Text section START

Respondent contends, however, that even if railroads may seek
the aid of the NLRB, it was not required to do so in this case,
because petitioners' conduct was neither protected by § 7 nor
prohibited by § 8(b)(4) of the Labor Management Relations Act. As
we noted earlier, respondent's amended complaint alleged violations
of the Act. Whether the Act was violated or whether, as respondent
now claims, it was not, is, of course, a question for the Board to
determine. Even if petitioners' conduct is not prohibited by § 8 of
the Act, it may come within the protection of § 7, in which case
the State was not free to enjoin the conduct. In any event, the
Board's jurisdiction in the circumstances of this case is clearly
settled by this Court's recent decision in
Weber v.
Anheuser-Busch, Inc., 348 U. S. 468,
348 U. S.
481:
"But where the moving party itself alleges unfair labor
practices, where the facts reasonably bring the controversy within
the sections prohibiting these practices, and where the conduct, if
not prohibited by the federal Act, may be reasonably deemed to come
within the protection afforded by that Act, the state court must
decline jurisdiction in deference to the tribunal which Congress
has selected for determining such issues in the first
instance."
We therefore hold that the question presented by the facts in
this case brings it within the jurisdiction of the NLRB, whose
jurisdiction is exclusive, and the respondent railroad may seek any
remedy it may have before said Board.
The judgment is
Reversed.
[
Footnote 1]
Section 8(b)(4)(A) provides:
"(b) It shall be an unfair labor practice for a labor
organization or its agents --"
"
* * * *"
"(4) to engage in, or to induce or encourage the employees of
any employer to engage in, a strike or a concerted refusal in the
course of their employment to use, manufacture, process, transport,
or otherwise handle or work on any goods, articles, materials, or
commodities or to perform any services, where an object thereof is:
(A) forcing or requiring any employer or self-employed person to
join any labor or employer organization or any employer or other
person to cease using, selling, handling, transporting, or
otherwise dealing in the products of any other producer, processor,
or manufacturer, or to cease doing business with any other person;
. . ."

Text section END
Stored data START

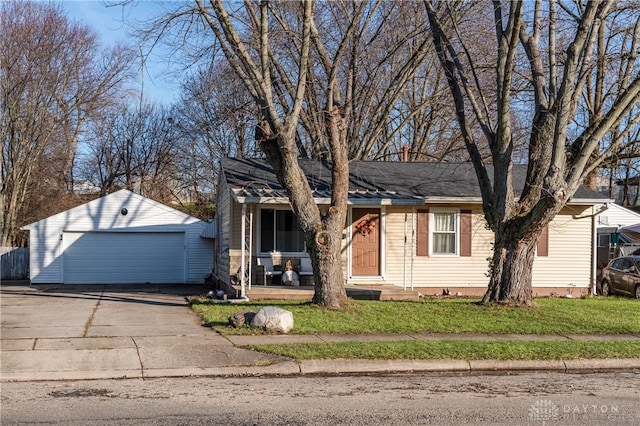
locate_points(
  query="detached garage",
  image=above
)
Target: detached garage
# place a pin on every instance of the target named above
(122, 238)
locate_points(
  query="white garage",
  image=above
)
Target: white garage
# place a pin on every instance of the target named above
(123, 257)
(122, 238)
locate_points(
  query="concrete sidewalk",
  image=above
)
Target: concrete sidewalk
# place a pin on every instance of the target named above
(96, 334)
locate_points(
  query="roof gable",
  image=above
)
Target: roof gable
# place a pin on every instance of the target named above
(114, 203)
(403, 182)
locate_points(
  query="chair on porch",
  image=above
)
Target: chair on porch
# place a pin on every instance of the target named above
(267, 271)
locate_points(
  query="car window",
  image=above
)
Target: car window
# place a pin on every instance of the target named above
(626, 265)
(617, 264)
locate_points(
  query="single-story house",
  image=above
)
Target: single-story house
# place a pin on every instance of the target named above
(418, 226)
(121, 238)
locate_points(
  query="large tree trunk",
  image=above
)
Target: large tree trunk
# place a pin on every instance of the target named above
(510, 269)
(327, 269)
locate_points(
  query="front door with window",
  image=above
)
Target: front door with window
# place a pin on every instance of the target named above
(365, 242)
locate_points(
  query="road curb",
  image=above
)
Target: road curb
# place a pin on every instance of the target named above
(361, 366)
(603, 364)
(330, 367)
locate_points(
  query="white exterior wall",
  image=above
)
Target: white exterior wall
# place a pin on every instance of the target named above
(568, 265)
(434, 271)
(103, 214)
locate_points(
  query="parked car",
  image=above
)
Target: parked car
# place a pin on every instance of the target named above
(622, 276)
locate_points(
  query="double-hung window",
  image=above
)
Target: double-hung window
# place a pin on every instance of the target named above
(445, 232)
(279, 231)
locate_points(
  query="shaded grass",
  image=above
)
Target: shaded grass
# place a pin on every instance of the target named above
(457, 349)
(600, 315)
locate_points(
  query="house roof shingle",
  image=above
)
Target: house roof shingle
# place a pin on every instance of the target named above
(253, 180)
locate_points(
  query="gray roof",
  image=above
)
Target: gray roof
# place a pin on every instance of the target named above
(253, 180)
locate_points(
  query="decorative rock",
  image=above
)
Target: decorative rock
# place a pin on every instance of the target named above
(272, 318)
(241, 318)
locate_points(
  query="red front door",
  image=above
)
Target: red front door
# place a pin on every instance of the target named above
(365, 242)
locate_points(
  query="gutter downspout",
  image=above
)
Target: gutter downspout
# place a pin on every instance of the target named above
(413, 241)
(243, 233)
(594, 254)
(404, 255)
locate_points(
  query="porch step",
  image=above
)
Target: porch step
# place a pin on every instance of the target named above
(360, 292)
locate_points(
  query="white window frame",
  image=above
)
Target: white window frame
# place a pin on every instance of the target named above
(259, 233)
(433, 211)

Stored data END

Problems to work on |
1 > Write out the court opinion word for word, from "We therefore hold" down to "before said Board.".
2 > In the court opinion, which recent decision of the Court clearly settles the Board's jurisdiction in this case?

Solutions by task |
1 >
We therefore hold that the question presented by the facts in
this case brings it within the jurisdiction of the NLRB, whose
jurisdiction is exclusive, and the respondent railroad may seek any
remedy it may have before said Board.

2 > Weber v. Anheuser-Busch, Inc., 348 U. S. 468.